START RECORD EXTRACTS

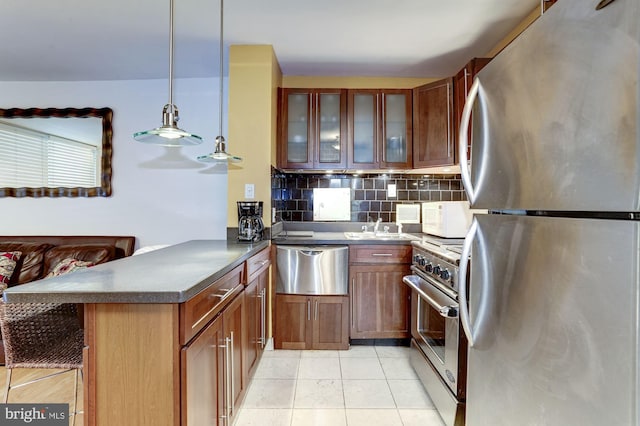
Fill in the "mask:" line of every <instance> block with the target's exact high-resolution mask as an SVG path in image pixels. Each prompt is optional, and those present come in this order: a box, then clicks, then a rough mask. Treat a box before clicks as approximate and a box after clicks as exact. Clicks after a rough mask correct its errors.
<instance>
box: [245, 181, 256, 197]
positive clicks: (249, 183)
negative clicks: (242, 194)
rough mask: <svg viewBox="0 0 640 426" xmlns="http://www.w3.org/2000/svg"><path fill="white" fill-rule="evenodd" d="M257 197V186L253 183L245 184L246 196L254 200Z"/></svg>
mask: <svg viewBox="0 0 640 426" xmlns="http://www.w3.org/2000/svg"><path fill="white" fill-rule="evenodd" d="M255 197H256V186H255V185H254V184H252V183H245V184H244V198H246V199H247V200H253V199H254V198H255Z"/></svg>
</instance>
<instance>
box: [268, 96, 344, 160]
mask: <svg viewBox="0 0 640 426" xmlns="http://www.w3.org/2000/svg"><path fill="white" fill-rule="evenodd" d="M280 99H281V107H280V111H281V113H280V126H279V128H280V135H279V144H278V148H279V155H278V159H279V164H278V165H279V167H280V168H284V169H296V168H299V169H334V168H345V167H346V163H347V161H346V153H347V151H346V128H347V122H346V114H347V96H346V90H343V89H336V90H333V89H282V92H281V98H280Z"/></svg>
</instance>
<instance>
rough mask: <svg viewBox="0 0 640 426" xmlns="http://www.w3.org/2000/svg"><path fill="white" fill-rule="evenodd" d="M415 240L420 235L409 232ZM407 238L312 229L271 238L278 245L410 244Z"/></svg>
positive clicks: (417, 238)
mask: <svg viewBox="0 0 640 426" xmlns="http://www.w3.org/2000/svg"><path fill="white" fill-rule="evenodd" d="M411 235H412V236H413V237H414V238H415V241H420V240H421V239H422V237H421V236H418V235H415V234H411ZM411 241H412V240H409V239H382V238H371V239H369V238H364V239H351V238H347V237H345V235H344V232H322V231H321V232H318V231H314V232H313V235H312V236H308V235H305V236H300V235H294V236H291V235H287V231H284V232H282V233H281V234H278V235H277V236H275V237H273V238H272V239H271V242H272V243H273V244H280V245H323V244H327V245H354V244H367V245H372V244H411Z"/></svg>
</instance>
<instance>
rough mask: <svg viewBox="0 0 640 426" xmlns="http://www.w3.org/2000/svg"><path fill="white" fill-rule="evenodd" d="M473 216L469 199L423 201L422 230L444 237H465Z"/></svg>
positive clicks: (457, 237)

END RECORD EXTRACTS

> WORK REQUIRED
Reproduce all the entries with every "rough mask" replaced by "coarse mask" and everything else left as it is. Omit the pictures.

> SOLUTION TO THIS PROBLEM
Fill in the "mask:" line of every <instance> block with the target's exact high-resolution mask as an SVG path in image pixels. Each prompt is optional, and those present come in this order: a box, then clicks, then a coarse mask. Treat a box before clicks as approximate and a box after clicks as exact. Clicks after a coarse mask correct its errors.
<instance>
box: [245, 181, 256, 197]
positive clicks: (249, 183)
negative clicks: (242, 194)
coarse mask: <svg viewBox="0 0 640 426" xmlns="http://www.w3.org/2000/svg"><path fill="white" fill-rule="evenodd" d="M257 197V186L253 183L245 184L246 196L254 200Z"/></svg>
mask: <svg viewBox="0 0 640 426" xmlns="http://www.w3.org/2000/svg"><path fill="white" fill-rule="evenodd" d="M255 197H256V186H255V185H254V184H252V183H245V184H244V198H246V199H247V200H253V199H254V198H255Z"/></svg>
</instance>
<instance>
box: [268, 96, 344, 160]
mask: <svg viewBox="0 0 640 426" xmlns="http://www.w3.org/2000/svg"><path fill="white" fill-rule="evenodd" d="M280 99H281V107H280V111H281V113H280V126H279V128H280V135H279V144H278V148H279V155H278V159H279V164H278V165H279V167H280V168H284V169H296V168H299V169H334V168H345V167H346V163H347V161H346V153H347V151H346V128H347V122H346V114H347V96H346V90H343V89H336V90H333V89H282V92H281V98H280Z"/></svg>
</instance>
<instance>
coarse mask: <svg viewBox="0 0 640 426" xmlns="http://www.w3.org/2000/svg"><path fill="white" fill-rule="evenodd" d="M415 240L420 235L409 232ZM407 238L312 229L271 238L278 245L410 244Z"/></svg>
positive clicks: (417, 238)
mask: <svg viewBox="0 0 640 426" xmlns="http://www.w3.org/2000/svg"><path fill="white" fill-rule="evenodd" d="M411 235H412V236H413V237H414V238H415V241H420V240H421V239H422V237H421V236H418V235H415V234H411ZM411 241H412V240H409V239H382V238H371V239H369V238H364V239H351V238H347V237H345V235H344V232H322V231H321V232H318V231H314V232H313V235H312V236H308V235H305V236H300V235H294V236H291V235H287V231H284V232H282V233H281V234H278V235H277V236H275V237H273V238H272V239H271V242H272V243H273V244H280V245H323V244H327V245H354V244H367V245H372V244H411Z"/></svg>
</instance>
<instance>
coarse mask: <svg viewBox="0 0 640 426" xmlns="http://www.w3.org/2000/svg"><path fill="white" fill-rule="evenodd" d="M473 216L469 199L423 201L422 230L444 237H465Z"/></svg>
positive clicks: (457, 237)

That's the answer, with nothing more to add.